• Problem description: Give the lines of the records below as a JSON list of strings, one string per line and blank lines omitted, starting with the line that contains "form [(249, 467)]." and going on through the line that contains "[(336, 480)]".

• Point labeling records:

□ □ □

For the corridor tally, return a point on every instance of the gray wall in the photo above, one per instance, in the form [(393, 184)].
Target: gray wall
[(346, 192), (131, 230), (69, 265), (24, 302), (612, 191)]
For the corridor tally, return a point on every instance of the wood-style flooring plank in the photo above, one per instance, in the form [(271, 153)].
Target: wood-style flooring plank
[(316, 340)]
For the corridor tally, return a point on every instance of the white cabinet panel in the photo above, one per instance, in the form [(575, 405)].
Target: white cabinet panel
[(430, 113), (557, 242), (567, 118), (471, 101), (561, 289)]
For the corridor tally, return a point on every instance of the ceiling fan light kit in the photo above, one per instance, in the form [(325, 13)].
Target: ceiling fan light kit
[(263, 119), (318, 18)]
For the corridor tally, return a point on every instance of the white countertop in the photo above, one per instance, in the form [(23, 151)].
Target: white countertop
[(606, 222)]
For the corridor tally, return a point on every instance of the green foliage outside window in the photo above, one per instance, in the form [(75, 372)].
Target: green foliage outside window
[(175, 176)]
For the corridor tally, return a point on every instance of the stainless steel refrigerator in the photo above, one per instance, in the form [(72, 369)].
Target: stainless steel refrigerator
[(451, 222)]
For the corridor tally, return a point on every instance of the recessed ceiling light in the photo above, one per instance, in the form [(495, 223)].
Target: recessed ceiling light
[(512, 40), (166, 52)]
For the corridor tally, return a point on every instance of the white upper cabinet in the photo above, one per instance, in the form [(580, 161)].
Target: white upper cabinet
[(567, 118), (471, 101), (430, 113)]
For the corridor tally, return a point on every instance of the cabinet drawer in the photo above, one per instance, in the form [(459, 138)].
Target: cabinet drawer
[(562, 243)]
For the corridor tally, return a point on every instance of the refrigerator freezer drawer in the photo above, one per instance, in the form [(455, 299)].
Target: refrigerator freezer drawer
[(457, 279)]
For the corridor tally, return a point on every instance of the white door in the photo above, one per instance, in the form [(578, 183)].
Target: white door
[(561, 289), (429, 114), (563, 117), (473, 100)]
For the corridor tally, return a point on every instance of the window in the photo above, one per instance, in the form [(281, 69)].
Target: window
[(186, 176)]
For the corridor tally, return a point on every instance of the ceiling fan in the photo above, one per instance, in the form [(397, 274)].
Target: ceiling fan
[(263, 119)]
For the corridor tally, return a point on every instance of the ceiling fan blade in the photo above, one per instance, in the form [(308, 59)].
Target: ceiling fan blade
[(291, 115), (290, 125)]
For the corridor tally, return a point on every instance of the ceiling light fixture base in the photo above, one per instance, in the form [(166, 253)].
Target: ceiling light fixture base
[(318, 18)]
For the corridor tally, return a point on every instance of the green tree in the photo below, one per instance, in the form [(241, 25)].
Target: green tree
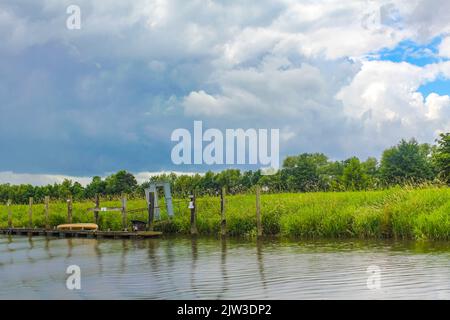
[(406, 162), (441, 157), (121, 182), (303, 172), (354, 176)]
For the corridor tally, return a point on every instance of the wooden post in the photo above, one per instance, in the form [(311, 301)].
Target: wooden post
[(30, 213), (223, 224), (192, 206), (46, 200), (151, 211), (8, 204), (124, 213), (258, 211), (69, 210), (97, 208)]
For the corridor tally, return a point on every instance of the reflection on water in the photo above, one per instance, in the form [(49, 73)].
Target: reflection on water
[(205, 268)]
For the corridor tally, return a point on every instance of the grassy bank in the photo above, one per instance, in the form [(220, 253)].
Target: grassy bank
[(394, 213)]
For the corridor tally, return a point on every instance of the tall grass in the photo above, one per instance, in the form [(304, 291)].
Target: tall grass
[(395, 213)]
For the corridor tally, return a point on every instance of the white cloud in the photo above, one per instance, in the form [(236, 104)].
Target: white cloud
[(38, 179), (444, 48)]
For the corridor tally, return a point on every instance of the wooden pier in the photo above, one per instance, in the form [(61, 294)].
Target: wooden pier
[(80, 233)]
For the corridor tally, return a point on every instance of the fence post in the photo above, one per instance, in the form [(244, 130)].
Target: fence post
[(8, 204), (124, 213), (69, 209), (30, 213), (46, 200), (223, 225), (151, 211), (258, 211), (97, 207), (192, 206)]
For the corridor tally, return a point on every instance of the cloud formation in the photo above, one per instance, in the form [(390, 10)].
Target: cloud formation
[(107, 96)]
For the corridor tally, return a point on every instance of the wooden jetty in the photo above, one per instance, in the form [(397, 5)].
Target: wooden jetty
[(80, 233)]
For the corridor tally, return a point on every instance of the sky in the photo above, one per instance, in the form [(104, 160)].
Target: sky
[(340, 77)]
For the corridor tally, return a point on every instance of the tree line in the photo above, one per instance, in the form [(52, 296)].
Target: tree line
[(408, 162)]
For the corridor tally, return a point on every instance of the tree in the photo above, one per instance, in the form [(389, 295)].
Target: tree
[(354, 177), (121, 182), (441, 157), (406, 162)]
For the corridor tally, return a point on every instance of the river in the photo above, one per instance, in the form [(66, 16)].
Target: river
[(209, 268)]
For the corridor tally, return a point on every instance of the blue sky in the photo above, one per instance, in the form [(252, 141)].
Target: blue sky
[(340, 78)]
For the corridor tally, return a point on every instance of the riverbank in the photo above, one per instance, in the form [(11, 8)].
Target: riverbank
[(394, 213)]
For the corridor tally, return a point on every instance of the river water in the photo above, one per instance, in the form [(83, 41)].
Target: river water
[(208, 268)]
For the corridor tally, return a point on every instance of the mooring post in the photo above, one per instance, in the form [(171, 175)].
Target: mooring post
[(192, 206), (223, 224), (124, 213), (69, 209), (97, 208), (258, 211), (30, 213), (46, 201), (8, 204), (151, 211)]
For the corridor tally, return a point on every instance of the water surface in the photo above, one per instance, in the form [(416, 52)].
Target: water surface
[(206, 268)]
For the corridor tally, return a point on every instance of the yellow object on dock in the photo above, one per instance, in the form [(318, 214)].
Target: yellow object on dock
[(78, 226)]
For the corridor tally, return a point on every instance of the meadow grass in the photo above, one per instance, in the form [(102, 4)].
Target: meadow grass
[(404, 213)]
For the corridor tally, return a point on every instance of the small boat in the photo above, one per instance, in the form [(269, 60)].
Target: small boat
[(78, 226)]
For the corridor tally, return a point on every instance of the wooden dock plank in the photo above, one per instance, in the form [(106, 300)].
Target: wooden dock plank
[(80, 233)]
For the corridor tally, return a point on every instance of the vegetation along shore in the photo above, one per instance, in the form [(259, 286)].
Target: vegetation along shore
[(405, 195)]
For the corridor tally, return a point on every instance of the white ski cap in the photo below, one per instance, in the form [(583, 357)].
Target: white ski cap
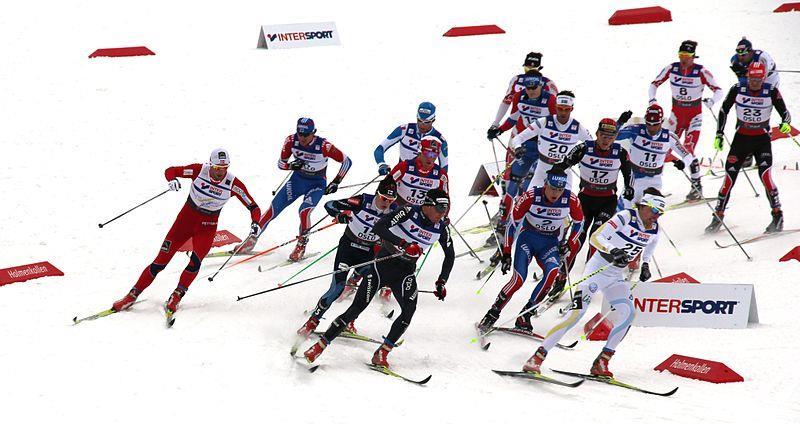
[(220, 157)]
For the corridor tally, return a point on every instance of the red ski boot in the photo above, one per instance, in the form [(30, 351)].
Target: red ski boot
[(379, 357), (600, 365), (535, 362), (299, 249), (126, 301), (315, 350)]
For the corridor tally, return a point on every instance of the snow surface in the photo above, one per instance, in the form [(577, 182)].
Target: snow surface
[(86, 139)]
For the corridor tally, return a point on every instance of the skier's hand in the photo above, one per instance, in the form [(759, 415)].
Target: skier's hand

□ □ □

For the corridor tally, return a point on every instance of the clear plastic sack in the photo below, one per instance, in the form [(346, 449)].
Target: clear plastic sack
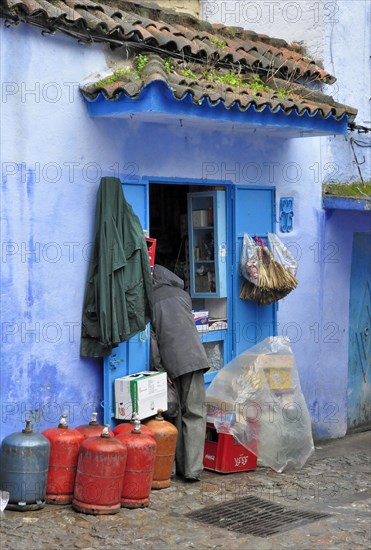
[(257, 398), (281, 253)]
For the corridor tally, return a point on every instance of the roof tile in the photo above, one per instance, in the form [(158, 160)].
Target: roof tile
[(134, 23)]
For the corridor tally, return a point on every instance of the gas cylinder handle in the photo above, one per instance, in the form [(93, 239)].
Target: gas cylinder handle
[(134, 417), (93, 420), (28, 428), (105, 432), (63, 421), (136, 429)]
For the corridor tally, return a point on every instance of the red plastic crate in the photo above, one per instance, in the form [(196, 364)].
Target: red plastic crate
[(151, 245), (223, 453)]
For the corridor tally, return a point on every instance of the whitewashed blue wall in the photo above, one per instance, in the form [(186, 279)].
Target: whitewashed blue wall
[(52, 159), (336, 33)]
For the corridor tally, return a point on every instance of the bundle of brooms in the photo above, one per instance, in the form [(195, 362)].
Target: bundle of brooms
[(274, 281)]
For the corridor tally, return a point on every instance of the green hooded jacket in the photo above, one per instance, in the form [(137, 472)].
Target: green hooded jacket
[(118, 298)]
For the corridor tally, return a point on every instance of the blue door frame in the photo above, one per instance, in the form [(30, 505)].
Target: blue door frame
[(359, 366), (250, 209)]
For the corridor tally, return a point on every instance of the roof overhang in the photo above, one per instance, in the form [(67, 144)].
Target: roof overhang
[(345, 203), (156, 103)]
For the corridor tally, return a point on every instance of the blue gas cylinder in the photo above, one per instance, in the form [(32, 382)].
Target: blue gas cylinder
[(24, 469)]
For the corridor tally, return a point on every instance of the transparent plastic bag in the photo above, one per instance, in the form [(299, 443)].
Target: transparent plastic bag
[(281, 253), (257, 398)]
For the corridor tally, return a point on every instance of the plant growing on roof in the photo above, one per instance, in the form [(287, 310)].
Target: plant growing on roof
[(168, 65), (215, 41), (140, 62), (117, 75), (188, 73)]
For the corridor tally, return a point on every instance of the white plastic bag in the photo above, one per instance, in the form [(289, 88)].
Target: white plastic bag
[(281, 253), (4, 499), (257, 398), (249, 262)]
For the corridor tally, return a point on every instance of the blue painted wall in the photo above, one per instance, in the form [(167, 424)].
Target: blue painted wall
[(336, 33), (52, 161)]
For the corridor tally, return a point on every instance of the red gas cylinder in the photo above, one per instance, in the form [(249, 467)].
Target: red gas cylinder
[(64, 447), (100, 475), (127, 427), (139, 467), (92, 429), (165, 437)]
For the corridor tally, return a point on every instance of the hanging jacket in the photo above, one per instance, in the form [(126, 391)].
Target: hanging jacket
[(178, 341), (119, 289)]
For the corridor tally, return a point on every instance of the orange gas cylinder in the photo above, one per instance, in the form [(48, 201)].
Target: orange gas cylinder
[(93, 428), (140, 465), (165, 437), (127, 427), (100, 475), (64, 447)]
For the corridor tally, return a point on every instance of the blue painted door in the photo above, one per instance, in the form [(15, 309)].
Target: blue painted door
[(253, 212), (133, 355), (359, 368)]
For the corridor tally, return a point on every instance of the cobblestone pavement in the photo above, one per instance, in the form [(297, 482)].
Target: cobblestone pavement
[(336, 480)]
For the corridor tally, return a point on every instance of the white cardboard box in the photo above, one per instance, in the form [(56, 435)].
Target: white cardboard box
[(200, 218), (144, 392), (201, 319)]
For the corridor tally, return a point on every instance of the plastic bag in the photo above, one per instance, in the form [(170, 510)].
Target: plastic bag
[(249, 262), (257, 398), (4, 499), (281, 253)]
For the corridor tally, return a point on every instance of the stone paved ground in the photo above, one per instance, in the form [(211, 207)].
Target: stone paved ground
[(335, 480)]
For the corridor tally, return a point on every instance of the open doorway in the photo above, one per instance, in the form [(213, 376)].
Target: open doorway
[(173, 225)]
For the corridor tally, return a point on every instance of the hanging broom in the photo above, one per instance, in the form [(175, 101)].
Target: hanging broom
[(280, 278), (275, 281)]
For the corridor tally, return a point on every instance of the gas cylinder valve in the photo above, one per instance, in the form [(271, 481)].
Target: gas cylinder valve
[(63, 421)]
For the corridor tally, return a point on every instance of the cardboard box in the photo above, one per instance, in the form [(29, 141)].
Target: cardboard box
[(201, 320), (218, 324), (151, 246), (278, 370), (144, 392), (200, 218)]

□ □ □

• Solution to the exercise:
[
  "For the corridor tally, return a point on every instance of the red gas cylinder in the photo above, one per instance, in the form [(249, 467)].",
  "Target: red gas cylinder",
  "[(64, 447), (100, 475), (127, 427), (139, 467), (92, 429), (165, 437)]",
  "For the corridor tally, return a point on every instance of the hanging jacket in the photo above, one per instance, in the form [(126, 391)].",
  "Target: hanging jacket",
  "[(178, 341), (119, 289)]",
  "For the corridor tally, return a point on every instance of the orange gas cylinder in the photo above, one per instance, in the form [(48, 201)].",
  "Target: orange gas cylinder",
  "[(93, 428), (140, 465), (165, 437), (127, 427), (100, 475), (64, 447)]",
  "For the corridor tally, return a point on every instance of the blue painted door in the photo above, one per instance, in the form [(15, 309)].",
  "Target: blue painted door",
  "[(253, 212), (133, 355), (359, 368)]",
  "For the corridor tally, return a point on every instance of the cobblestone pavement in the photo above, one per instance, in the form [(297, 482)].",
  "Target: cobblestone pavement",
  "[(336, 480)]"
]